Try it →
The expected output is every line below, reproduced exactly.

Given information →

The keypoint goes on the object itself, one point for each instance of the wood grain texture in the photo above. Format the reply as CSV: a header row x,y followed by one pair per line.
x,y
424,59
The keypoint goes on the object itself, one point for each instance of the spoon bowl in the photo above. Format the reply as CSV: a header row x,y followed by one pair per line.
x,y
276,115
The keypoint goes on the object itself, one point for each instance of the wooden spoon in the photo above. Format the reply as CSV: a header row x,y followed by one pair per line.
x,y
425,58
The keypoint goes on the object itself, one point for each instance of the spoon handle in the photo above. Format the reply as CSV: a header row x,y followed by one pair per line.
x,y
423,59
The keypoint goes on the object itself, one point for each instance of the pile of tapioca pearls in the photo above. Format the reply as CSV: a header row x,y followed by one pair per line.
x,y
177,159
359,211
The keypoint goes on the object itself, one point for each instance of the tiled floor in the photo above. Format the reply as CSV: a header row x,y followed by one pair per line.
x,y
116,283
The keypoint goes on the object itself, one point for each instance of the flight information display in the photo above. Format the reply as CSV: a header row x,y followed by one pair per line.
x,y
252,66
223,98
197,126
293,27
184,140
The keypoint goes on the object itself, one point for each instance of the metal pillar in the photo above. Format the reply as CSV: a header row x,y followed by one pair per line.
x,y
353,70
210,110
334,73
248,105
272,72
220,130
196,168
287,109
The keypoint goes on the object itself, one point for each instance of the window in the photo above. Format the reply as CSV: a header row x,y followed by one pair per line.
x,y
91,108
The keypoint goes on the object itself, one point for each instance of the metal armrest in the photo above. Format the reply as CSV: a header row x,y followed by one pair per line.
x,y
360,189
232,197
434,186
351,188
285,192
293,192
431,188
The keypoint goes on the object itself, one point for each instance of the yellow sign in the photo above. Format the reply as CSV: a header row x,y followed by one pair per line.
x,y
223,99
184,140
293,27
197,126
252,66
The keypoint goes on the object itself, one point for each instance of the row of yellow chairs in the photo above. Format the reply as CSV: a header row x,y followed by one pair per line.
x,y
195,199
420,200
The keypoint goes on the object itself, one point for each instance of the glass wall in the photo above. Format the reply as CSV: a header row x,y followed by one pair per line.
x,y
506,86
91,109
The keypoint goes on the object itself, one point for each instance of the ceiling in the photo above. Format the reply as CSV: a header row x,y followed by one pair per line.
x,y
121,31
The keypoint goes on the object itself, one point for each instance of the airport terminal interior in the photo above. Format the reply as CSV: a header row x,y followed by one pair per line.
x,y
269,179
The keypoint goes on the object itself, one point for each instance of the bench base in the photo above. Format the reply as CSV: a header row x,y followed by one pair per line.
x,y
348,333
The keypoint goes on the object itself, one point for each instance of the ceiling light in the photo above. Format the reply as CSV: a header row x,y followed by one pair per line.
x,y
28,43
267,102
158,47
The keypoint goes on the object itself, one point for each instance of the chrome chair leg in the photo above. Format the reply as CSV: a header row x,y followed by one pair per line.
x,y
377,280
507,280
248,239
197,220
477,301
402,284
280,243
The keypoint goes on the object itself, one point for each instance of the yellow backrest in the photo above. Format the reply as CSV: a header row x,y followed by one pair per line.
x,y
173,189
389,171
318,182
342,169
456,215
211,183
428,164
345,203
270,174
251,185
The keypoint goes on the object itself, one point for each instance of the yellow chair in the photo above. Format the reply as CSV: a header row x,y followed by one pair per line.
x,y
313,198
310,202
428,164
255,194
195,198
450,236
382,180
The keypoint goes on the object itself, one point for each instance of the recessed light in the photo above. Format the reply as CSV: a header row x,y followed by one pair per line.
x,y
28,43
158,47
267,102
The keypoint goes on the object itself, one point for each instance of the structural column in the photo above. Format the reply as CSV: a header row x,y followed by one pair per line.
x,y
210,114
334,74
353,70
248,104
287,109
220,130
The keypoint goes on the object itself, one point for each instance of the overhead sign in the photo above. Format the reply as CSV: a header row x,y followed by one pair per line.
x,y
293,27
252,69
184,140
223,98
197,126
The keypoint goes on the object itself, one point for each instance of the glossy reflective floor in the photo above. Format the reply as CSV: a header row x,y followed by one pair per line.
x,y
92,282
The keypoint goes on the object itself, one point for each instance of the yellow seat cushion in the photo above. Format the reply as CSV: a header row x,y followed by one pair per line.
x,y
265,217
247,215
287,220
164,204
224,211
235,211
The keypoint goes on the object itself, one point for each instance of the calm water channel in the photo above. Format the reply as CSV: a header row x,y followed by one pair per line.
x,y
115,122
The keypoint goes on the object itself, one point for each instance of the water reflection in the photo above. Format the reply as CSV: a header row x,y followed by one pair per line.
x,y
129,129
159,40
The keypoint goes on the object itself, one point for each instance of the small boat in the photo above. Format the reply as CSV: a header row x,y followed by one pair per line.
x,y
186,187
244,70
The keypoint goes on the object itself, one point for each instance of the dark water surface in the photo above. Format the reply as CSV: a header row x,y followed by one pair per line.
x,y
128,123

Result →
The keypoint goes on the object itself, one point for each instance of the wood grain texture in the photo above. Format the reply as CSV: a header row x,y followed by one pair per line.
x,y
424,59
The keypoint goes on the object itself, one point for each instance of the spoon bowl in the photo above. Format the reply as CSV: a header row x,y followed by one pair per line.
x,y
276,115
The keypoint goes on the object itself, one point for each instance of the wooden spoon in the photo above. Format the reply as CSV: a header row x,y followed by one pair per line.
x,y
425,58
The keypoint goes on the object itself, one point for each instance of the spoon handle in the photo above. Format the reply as CSV: a header row x,y followed by one pair per line.
x,y
423,59
The keypoint goes on the object itself, one point for each instance of the pile of tapioca pearls in the photo above. Format the reply as CSV: a header row x,y followed by one pair per line.
x,y
177,159
359,211
The keypoint goes on the object itself, one point for each instance of the tiled floor in the photo above. Format the reply as CSV: a header row x,y followed by one pair per line.
x,y
116,283
The keypoint goes on the object itself, one point for each instance of the flight information display in the photo above. Format the reply as CSV: a header row x,y followed by one pair per line.
x,y
252,66
223,98
197,126
293,27
184,140
The keypoint goes on the object itself, one point for each instance of the metal pillar in the photo above. Format the reply as CSV: a header row x,y followed by one pair per line.
x,y
353,70
210,110
334,73
248,105
272,72
220,130
196,168
287,109
The keypoint goes on the object itself, one point for each instance of the window in the photo above. Format the reply as CSV: a header row x,y followed by one pair per line.
x,y
91,108
The keypoint goes on the object itself, one point for each instance of the metal armrest in the photo above. Format the reply as CSV: a header row x,y followed by one pair per line.
x,y
360,189
232,197
434,186
351,188
285,192
293,192
431,188
The keypoint goes on the object itself, one point for each instance of the yellow sign in the photo above. Format the reply as CSV: a header row x,y followed by one pair per line.
x,y
223,99
184,140
293,27
197,126
252,66
The keypoint goes on the object itself, one point for each instance of the row of yellow chairs in the photo above. Format the reply as CSV: a header row x,y followed by one pair per line.
x,y
195,199
420,200
The keypoint goes on the object itself, one point for each instance of the glass wall in the photo above. Format the reply as CSV: a header row x,y followed by one pair per line.
x,y
506,86
91,109
The keypoint goes on the object itself, one point for each instance of the ceiling in the photo above. Format the reply as CSV: a header row x,y followed by one pair per line.
x,y
121,31
The keypoint goes on the object itself, one point for each instance of the airport terminal interior in the photo above. Format the reply as CSV: a header row x,y followed by one pair per line.
x,y
269,179
The keypoint goes on the object itself, one point for each instance of the bench base in the photo above. Format the reply as CSV: a header row x,y followed by one pair per line.
x,y
348,333
The keypoint goes on the object itself, one point for each instance of the ceiling light in the photo above. Format the reply as CSV: a header row x,y followed by one pair per line.
x,y
28,43
267,102
158,47
The keypoint goes on the object itself, one point for each instance of the chrome chair leg in the photo above. Format the reply as CSV: a header row x,y followed by one pair per line.
x,y
377,280
507,280
248,239
197,220
477,301
402,284
280,243
The keypoint goes on the object itself, one point for each instance of the yellow backrest in the photo above. Format the reply as CSV: a header row x,y followed by one pair per line.
x,y
173,189
389,171
318,182
342,169
456,215
211,183
428,164
345,203
270,174
251,185
The keypoint goes on the object itself, one point for each instance of the yellow chair in the photo above. Format the reply as CSV: a header row x,y followed by one pair per line.
x,y
313,198
310,202
428,164
255,194
195,198
450,236
382,180
The keypoint goes on the object itself, one point for each instance of the recessed light in the photo above. Format the reply as CSV: a header row x,y followed by one pair per line.
x,y
28,43
158,47
267,102
The keypoint goes on the object itself, one point for each instance of the structural column in the photo above. Format the reply as CSV: a header row x,y followed by one pair per line.
x,y
210,114
334,74
353,70
248,104
287,109
220,130
The keypoint goes on the object itself, one point for each instance of the overhead sign in the photo above. Format the reply as CSV: a header row x,y followed by one pair per line.
x,y
293,27
252,69
184,140
223,98
197,126
The keypoint goes on the object itself, one point for each instance of the glossy reflective floor in the photo above. Format the reply as CSV: a header row x,y followed by one pair per line.
x,y
92,282
The keypoint goes on the object itself, one point for each instance of the yellow seat cushion in the photo above. Format the reply as CSV: a header row x,y followed by one pair per line.
x,y
265,217
247,215
287,220
164,204
224,211
235,211
The keypoint goes on the object itself, one point for each instance of the calm water channel in the photo above. Format the reply as CSV: a header row x,y followed by one pair per line.
x,y
115,122
The keypoint goes on the object itself, one point for each instance of the water reflection in the photo above. Format the reply as CSV: a header row x,y followed by one pair per line.
x,y
129,129
159,40
The keypoint goes on the object itself, one point for each instance of the small boat in the photo above. Format the reply as CSV: a header row x,y followed by one pair per line.
x,y
186,187
244,70
The keypoint goes on the object itself, one point for each instance of the dark water surface in the photo above. Format the reply as CSV: a header row x,y followed by one pair per line.
x,y
128,123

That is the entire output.